DIRECTIVE —
The entries need to be copied exactly.

SOURCE RECORDS —

--

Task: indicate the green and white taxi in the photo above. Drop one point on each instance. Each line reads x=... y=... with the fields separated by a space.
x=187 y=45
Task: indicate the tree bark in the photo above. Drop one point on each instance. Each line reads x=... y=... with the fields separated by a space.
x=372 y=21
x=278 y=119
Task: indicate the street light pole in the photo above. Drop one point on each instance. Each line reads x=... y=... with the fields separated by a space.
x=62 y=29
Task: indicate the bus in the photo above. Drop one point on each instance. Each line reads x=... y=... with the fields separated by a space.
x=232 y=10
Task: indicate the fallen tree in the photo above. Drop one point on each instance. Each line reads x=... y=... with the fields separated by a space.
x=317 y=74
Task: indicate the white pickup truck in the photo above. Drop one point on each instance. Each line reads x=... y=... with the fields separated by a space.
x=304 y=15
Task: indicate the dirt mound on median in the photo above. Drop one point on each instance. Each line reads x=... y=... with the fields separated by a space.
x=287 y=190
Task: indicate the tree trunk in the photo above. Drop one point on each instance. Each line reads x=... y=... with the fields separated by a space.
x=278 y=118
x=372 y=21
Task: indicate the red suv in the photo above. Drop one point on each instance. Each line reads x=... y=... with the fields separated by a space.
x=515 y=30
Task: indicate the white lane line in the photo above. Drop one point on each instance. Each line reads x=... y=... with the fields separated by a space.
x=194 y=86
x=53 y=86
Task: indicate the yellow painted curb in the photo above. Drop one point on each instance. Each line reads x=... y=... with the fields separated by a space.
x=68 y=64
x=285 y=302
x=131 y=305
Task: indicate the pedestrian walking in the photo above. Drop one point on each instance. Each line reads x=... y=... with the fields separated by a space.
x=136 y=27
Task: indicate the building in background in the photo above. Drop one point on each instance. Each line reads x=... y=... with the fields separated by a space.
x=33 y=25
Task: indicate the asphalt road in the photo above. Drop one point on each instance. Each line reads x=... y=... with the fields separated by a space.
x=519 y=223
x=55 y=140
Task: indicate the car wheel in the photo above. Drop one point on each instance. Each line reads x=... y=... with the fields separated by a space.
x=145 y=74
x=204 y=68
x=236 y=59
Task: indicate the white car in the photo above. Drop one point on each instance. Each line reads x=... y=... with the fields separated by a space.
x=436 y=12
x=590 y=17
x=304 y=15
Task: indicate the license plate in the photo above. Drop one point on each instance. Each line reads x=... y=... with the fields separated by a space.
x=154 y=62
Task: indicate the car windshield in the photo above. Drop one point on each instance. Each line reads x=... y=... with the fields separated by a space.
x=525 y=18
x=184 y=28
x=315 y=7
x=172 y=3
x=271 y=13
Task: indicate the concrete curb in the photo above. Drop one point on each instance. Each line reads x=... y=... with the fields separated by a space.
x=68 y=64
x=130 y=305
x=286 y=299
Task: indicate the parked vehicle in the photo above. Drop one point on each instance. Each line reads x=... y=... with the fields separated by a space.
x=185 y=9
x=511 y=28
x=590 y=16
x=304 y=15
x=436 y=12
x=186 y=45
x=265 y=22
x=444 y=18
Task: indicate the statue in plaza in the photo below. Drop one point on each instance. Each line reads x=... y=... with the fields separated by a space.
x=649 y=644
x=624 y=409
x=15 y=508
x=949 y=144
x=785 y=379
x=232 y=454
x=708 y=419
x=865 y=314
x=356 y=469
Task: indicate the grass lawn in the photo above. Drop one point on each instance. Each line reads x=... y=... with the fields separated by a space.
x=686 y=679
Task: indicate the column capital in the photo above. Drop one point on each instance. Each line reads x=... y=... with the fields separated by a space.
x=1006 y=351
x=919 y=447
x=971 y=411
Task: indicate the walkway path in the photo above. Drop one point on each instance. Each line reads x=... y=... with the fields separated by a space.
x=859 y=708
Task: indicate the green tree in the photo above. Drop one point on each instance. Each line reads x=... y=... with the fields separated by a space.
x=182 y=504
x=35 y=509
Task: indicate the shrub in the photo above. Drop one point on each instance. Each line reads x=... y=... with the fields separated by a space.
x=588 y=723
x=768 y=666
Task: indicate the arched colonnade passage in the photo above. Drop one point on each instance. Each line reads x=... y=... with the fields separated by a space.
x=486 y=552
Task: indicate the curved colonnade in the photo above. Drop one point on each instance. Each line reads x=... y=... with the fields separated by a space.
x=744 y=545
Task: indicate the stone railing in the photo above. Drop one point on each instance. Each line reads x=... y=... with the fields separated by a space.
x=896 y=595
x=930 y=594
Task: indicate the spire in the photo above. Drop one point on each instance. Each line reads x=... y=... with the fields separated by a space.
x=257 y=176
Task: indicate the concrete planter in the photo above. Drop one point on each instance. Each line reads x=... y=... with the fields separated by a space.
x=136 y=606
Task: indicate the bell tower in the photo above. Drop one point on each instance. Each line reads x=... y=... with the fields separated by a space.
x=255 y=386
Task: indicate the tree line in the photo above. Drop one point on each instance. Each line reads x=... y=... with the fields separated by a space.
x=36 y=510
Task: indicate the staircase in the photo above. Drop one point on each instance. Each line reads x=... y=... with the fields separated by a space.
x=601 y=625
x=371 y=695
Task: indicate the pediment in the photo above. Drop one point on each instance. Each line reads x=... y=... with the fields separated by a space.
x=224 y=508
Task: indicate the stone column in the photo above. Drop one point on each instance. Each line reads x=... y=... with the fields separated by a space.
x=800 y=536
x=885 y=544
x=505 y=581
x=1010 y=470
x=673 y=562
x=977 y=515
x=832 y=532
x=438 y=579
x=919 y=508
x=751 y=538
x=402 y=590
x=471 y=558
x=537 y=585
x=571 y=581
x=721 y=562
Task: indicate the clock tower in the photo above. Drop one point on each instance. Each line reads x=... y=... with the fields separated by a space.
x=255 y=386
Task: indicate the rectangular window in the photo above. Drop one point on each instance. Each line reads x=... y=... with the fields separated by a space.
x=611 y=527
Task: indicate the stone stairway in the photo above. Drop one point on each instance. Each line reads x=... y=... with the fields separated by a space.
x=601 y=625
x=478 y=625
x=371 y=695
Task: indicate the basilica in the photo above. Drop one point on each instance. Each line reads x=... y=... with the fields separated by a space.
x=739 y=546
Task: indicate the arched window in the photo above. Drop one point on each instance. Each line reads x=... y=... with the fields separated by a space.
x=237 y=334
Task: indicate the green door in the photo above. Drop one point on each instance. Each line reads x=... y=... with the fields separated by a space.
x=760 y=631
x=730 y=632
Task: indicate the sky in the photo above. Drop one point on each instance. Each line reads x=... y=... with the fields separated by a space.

--

CORRECT RESPONSE —
Task: indicate the green and white taxi in the photo above. Drop one point on each instance. Each line reads x=... y=... with the fields separated by a space.
x=187 y=45
Task: indicate the tree bark in the photo above. Drop one point on each instance. Each line reads x=... y=... with the fields separated by a space.
x=372 y=21
x=278 y=119
Task: indicate the street light pole in the photo above. Drop one point on each instance. Each line reads x=... y=... with the fields separated by a space.
x=62 y=29
Task: indicate the bus in the photo above. Drop one point on each instance. Each line reads x=... y=... with the fields separated by a space.
x=232 y=10
Task: indicate the fallen tree in the photo above. Drop one point on each instance. Each line reads x=... y=... with the fields separated by a space.
x=317 y=74
Task: indicate the white pickup truck in the photo above. Drop one point on each instance. Each line reads x=... y=... with the fields separated by a space.
x=304 y=15
Task: indicate the dirt mound on median in the photo above. Drop one point on each instance. Each line reads x=... y=... with the fields separated by a space.
x=287 y=190
Task: indicate the tree trunk in the photo above. Drop one point on each instance. Each line reads x=... y=... with the fields separated by a space.
x=278 y=118
x=372 y=21
Task: indicate the red suv in the photo above. Drop one point on each instance. Each line reads x=... y=... with the fields separated by a space.
x=515 y=30
Task: indicate the white lane line in the photo above. Drop one point on each instance. Each line reads x=... y=... with the fields separated by a space.
x=194 y=86
x=53 y=86
Task: indicate the yellow painted curb in the photo above. Drop one point on each instance. Each line reads x=... y=... with the fields separated by a space.
x=68 y=64
x=285 y=302
x=131 y=305
Task: indicate the pedestrian walking in the photo above. Drop one point on each instance. Each line reads x=... y=... with the fields separated by a space.
x=136 y=27
Task: indicate the building in background in the photo above. Drop one point on each instance. Each line reads x=... y=... with the fields separated by a space.
x=33 y=25
Task: indicate the asphalt road in the photo above. Drop one point on each instance. Each line reads x=... y=... with the fields separated by a space.
x=519 y=223
x=55 y=140
Task: indicate the car wheel in the photo above. Drop one point on each instance. Each line reads x=... y=... with the fields separated by a space.
x=145 y=74
x=204 y=68
x=236 y=59
Task: indicate the white car in the photo above. Drop one point on each instance. Each line reads x=... y=... with the fields separated by a space.
x=436 y=12
x=590 y=17
x=304 y=15
Task: indicate the license plate in the photo above. Drop one point on each instance. Each line reads x=... y=... with the fields separated by a space.
x=154 y=62
Task: indicate the car windshield in the photo above. Drop one point on each instance. Each line reads x=... y=... with the fields separated by a space.
x=525 y=18
x=184 y=28
x=315 y=7
x=172 y=3
x=271 y=13
Task: indicate the concrete curb in the photo above. Drop one point on each instance. Each line reads x=... y=... with the fields separated by a space.
x=68 y=64
x=130 y=305
x=286 y=299
Task: indicate the parked vehicle in the photo above. Drop one point on each instance. Each line reads x=... y=... with the fields separated by a space.
x=185 y=9
x=511 y=28
x=590 y=16
x=304 y=15
x=436 y=12
x=186 y=45
x=265 y=22
x=444 y=18
Task: indicate the statue in plaza in the photo below. Drop one point on each instance. Each line reads x=... y=... with the fields separated by a space.
x=649 y=644
x=624 y=409
x=15 y=508
x=949 y=144
x=785 y=379
x=232 y=454
x=708 y=419
x=865 y=314
x=356 y=469
Task: indicate the grass lawn in the photo above. Drop one point on each instance. Each line reads x=... y=... with the fields separated by a space.
x=686 y=679
Task: indicate the column capital in the photo above. Drop one point on each instance. Each line reads x=... y=... with the fields separated by a space.
x=1006 y=351
x=919 y=447
x=971 y=411
Task: indicate the walkway path in the photo above. Drop one point on each instance. Each line reads x=... y=... with the fields separated by a space.
x=859 y=708
Task: indicate the green tree in the photo above. Drop one point on each instance. Each line reads x=... y=... with the fields separated by a space.
x=182 y=504
x=35 y=509
Task: indicate the shrub in the photo above. Drop one point on each instance. Each line reads x=... y=... with the fields separated by a space.
x=588 y=723
x=768 y=666
Task: indicate the arched colonnade passage in the photo above. Drop one point on each instance. Each line reads x=... y=... with the fields separated by a space.
x=486 y=552
Task: indicate the curved colonnade in the photo above. Drop one point on each instance. Each line reads x=... y=... with the fields separated by a space.
x=744 y=545
Task: indicate the stone railing in the photo above. Drop one point on each instance. Each line reads x=... y=... with the fields separated by a space.
x=896 y=595
x=930 y=594
Task: indicate the spire in the photo above. Drop one point on each instance. Each line reads x=... y=... with the fields separated by a space.
x=257 y=176
Task: indicate the concrete planter in the photo above. Drop one point on each instance. Each line reads x=... y=... with the fields separated by a space.
x=136 y=606
Task: indicate the bell tower in the photo above. Drop one point on each instance. Each line reads x=... y=... with the fields separated by a space.
x=255 y=386
Task: indicate the tree line in the photo above. Drop one point on each instance. Each line reads x=... y=... with the fields separated by a space.
x=36 y=510
Task: indicate the staircase in the photo above. Drop one point on each instance. Each line reads x=... y=... with the fields separated by a space.
x=601 y=625
x=371 y=695
Task: indicate the pediment in the photo above. Drop one point on each instance. Each line reads x=... y=... with the fields separated by a space.
x=224 y=508
Task: indicate the stone column in the photo above. Drop one point on each instance. Each line reads x=... y=... with the fields separated by a space.
x=800 y=536
x=885 y=544
x=505 y=581
x=1010 y=470
x=673 y=562
x=977 y=515
x=832 y=532
x=438 y=579
x=919 y=508
x=751 y=538
x=402 y=590
x=471 y=558
x=537 y=585
x=571 y=581
x=721 y=562
Task: indicate the clock tower in the photo above. Drop one point on each instance. Each line reads x=... y=... with the fields separated by a space.
x=255 y=386
Task: indicate the rectangular window in the photo above. Drop one point on each instance. Each line reads x=... y=... with the fields separated by a space.
x=611 y=527
Task: indicate the stone stairway in the photo above. Drop one point on each instance. Each line reads x=... y=... with the fields separated by a space.
x=601 y=625
x=478 y=625
x=371 y=695
Task: indicate the basilica in the photo above. Drop one point on each instance. Each line reads x=... y=... with the fields separated by a space.
x=739 y=546
Task: indicate the arched window in the photo above. Drop one point on each instance. Each line reads x=... y=... with the fields separated by a space.
x=237 y=334
Task: indicate the green door in the photo above. Drop one point on each instance. Each line reads x=... y=... with the fields separated by a space.
x=760 y=631
x=730 y=632
Task: indicate the sky in the photo above. Drop one point on each instance. Each line reads x=... y=... with the fields separated by a space.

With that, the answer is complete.